Suddenly I'm feeling a little woozy.

This has-been (once upon a time) list ought to be named, 5 Foods to Die For. In some other incarnation I'm sure it is. Celiac is that serious. Yup. It can tumble you downhill so fast you'll be cringing- more than usual- at thinly veiled envy, er, I mean, compliments (Wow, you look amazing! Bitch. What are you- a size zero?) and discussing plans with your husband on how he'll look after your sons once you're gone.

Gone? he will ask with a raised eyebrow and a glint in his eye that begs to spark the levity he knows from experience simmers just beneath your gloomy inscrutable surface. You're not going anywhere, he declares with a bear hug, wrapping himself around your alarmingly bony shoulders.

Learning at mid-life that in order to survive you must be gluten-free every single day for the rest of your life is a mixed blessing. Yes, it's a relief. You haven't woken up in the third act of some Stephen King movie titled, Wasted. There is, finally, a reason you can point to. A culprit.

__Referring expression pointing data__
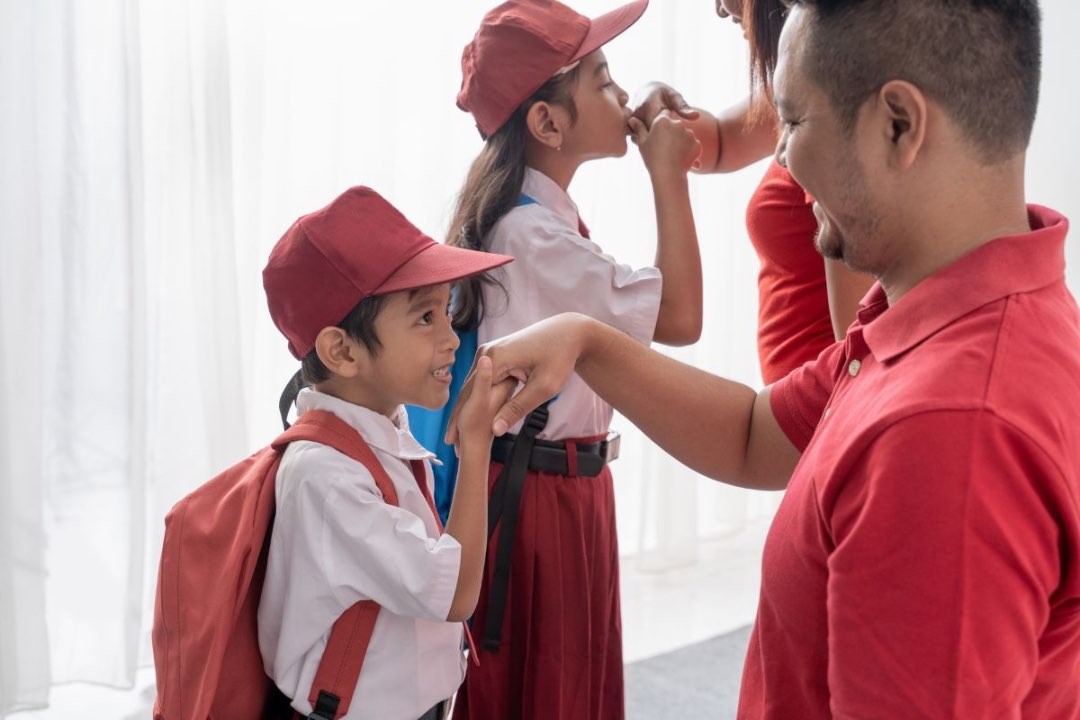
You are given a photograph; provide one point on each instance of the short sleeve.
(556, 270)
(799, 398)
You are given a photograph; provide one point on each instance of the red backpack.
(213, 564)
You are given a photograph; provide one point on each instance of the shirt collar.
(545, 191)
(390, 435)
(1002, 267)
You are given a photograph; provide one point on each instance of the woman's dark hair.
(491, 189)
(763, 19)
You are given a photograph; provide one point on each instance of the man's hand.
(542, 356)
(475, 409)
(659, 97)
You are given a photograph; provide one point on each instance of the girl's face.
(601, 128)
(730, 9)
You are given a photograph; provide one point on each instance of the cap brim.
(440, 263)
(608, 26)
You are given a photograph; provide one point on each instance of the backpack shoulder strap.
(327, 429)
(343, 657)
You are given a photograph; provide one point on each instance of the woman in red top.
(806, 302)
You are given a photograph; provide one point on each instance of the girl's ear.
(339, 353)
(547, 124)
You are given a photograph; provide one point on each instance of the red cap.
(521, 45)
(358, 246)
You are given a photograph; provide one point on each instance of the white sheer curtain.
(154, 151)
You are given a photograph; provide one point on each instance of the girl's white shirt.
(557, 270)
(336, 542)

__Parts of the exercise__
1. According to the celiac essay, what should the has-been list be named?
2. Go on with the essay about learning to live with celiac disease, starting after its last sentence.

__Responses by item number__
1. 5 Foods to Die For

2.
And the cure? The cure is simple, the doctor will tell you. Avoid gluten. And? you ask expectantly. There will be a shrug, followed by, You'll be fine. The depth of this nutritional advice is astounding, you think to yourself in utter and complete awe. Out loud, you murmur, Oh, okay, glancing at the faint remnants of powdered sugar on his charcoal wool trouser leg.

Finding five foods to live for is easy for me. After five years of living gluten-free I have forgotten what it is like to eat and live spontaneously, to stop, on an impulse and try a new bakery or a new cafe or the new restaurant in town. I must read every label of every single food, every ingredient that goes into my mouth. I make grocery lists in my sleep. I pack food for even the shortest trips away from home, knowing there will be nothing safe I can eat during an emergency. Well, if I'm lucky- a bottled water in a vending machine.

Eating now is sober business.

It's not just something to do on a whim, or out of boredom, or even, politeness. Every single food choice has to be conscious (How Zen, you think to yourself, chewing your brown rice. Maybe Buddha was a celiac?). For those of us intolerant to gluten, each bite we take is either healing or destructive. It's as simple as that.

And this is the hard part. To regard food as a possible enemy, as something adversarial, even life threatening, like some nasty virus or invisible bacteria, can turn any food loving girl's concept of nourishment and pleasure upside down. In fact, it is the antithesis of pleasure (unless you happen to be a masochist).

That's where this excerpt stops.